# If this weather screws up my plans ???



## Fetch (Mar 1, 2002)

I need a place to go this weekend (back up plan). - I plan to go to Wishek - Zeeland & hunt back to Fargo. If DevilsLake doesn't look that good ???

But If anyone has Mallards to decoy - I'd appreciate a tip or invite to hunt. I have Smillin Mallard coming from St Louis Mo - Bringing me a choclate Lab. We want to hunt Friday - sat - sun & maybe monday am.

I wish he would of came this past weekend. This cold could really change everything again ???

I'm afraid this cold on Wed. & Thursday is going to really change things ??? around DevilsLake ??? I still paln to go there & hunt the big lake or try to find a field to shoot ??? (if anyone can give me a report on Thursday or Friday AM - I'd sure appreciate it.

I have a big duck boat or small or enough, SOB's to field hunt - mainly want mallards


----------



## tuckatucker (Oct 23, 2002)

Fetch,

I hunted 23-27 from Rugby south to Harvey and west to Michigan. Leave the boat at home bring your spinner and SOB's. Nearly all Mallards were feeding in what I believed to be winter wheat shoots coming up in harvested barley fields. Those fields have no cover. Good luck.


----------



## Fetchemup (Sep 26, 2002)

Fetch,

Just got back from the Ashley / Venturia area. I think I may have something for you. Send me a PM and I can hopefully get you started.

Hey ...... Nice Name 

fetchemup


----------



## otter69 (Oct 24, 2002)

there was tons of mallards geese snow geese phesants last week around alice lots of ponds if you drive around.

we had a good hunt :thumb:

A response would be nice


----------



## nodakoutdoors.com (Feb 27, 2002)

How long were you here? I haven't been down there since September. How were the numbers overall?


----------



## otter69 (Oct 24, 2002)

there was some pretty good numbers of ducks,mallards,geese,snow geese,and pheasants. we got our limit just about every time

some of the ponds are frozen but there is some big ponds with lots of birds.

we where there one day we usually go there every saturday and sunday.

we are going to go there on friday,saturday and sunday
we are going to check it out

hope its another good week for us


----------



## Fetch (Mar 1, 2002)

Is that the town of alice ??? I don't know if I've been there ??? Please PM me if you know something. Remember it's going to be real cold tomorrow & Thursday & we have to make a decision by late Thursday. (& talk by cell phone as he is on his way here ) Weather he should come all the way to GF & then to DL or meet him in Fargo & head west ???


----------



## otter69 (Oct 24, 2002)

--- Information provided ---
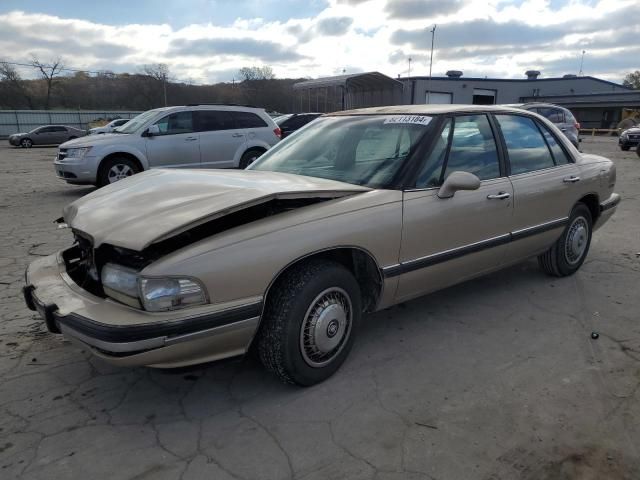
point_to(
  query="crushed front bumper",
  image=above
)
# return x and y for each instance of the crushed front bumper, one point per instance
(129, 337)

--- Work to do ---
1. Can you revise the listing so that "crushed" becomes "dented" wherever it appears and everything else stays the same? Leave the pictures out of your answer.
2. Can you pick up the duck hunting thread from the point where it stops?
The duck hunting thread and the listing are unrelated material.

--- Results by task ---
1.
point_to(
  query="dented front bumper",
  image=above
)
# return x and y for each instance of the dented front bumper, one point per instance
(129, 337)

2.
hi we where there last week it was really really good hunting.

there is tons of huge ponds a lake named alice it is a small town


----------



## GooseBuster3 (Mar 1, 2002)

Alice area in my words sucks!!!!! Way to many hunters for me,you cant go a day without some dumby sneaking your decoy spread around there. All the birds that are feeding in fields get harrassed all morning long. I have land right around there and i dont even hunt it due to so many people out there. If people here there are 100 snow's out there, then the next morning 75 suburbans are chasing that one flock of snows it is a joke. FETCH I wouldnt even think about hunting that area. Just head like 45- 50 miles west of there. TRUST ME, you wouldnt like it.


----------



## torf (Mar 11, 2002)

Yeah, i was in the alice area and he's right, its hard to hunt. We had a good spot in the morning just sitting next to a pond but it was tough finding a spot later. Lots of pressure on the birds and lots of posted land.


----------



## Matt Jones (Mar 6, 2002)

I drove by the public areas on Alice the Friday before last and counted 17 trucks. That's JUST the public water area on Lake Alice, on a mile stretch...I saw a lot more vehicles driving around the area. I found two sweet mallard fields. After talking to both farmers I found out one was leased and the other one a guy from WI paid him for "exclusive access" for the weekend.

...not my type of hunting. :eyeroll:


----------



## prairie hunter (Mar 13, 2002)

Sounds like nothing has changed in Alice since the 70s and 80s. One truck per duck.


----------



## Qwack (May 25, 2002)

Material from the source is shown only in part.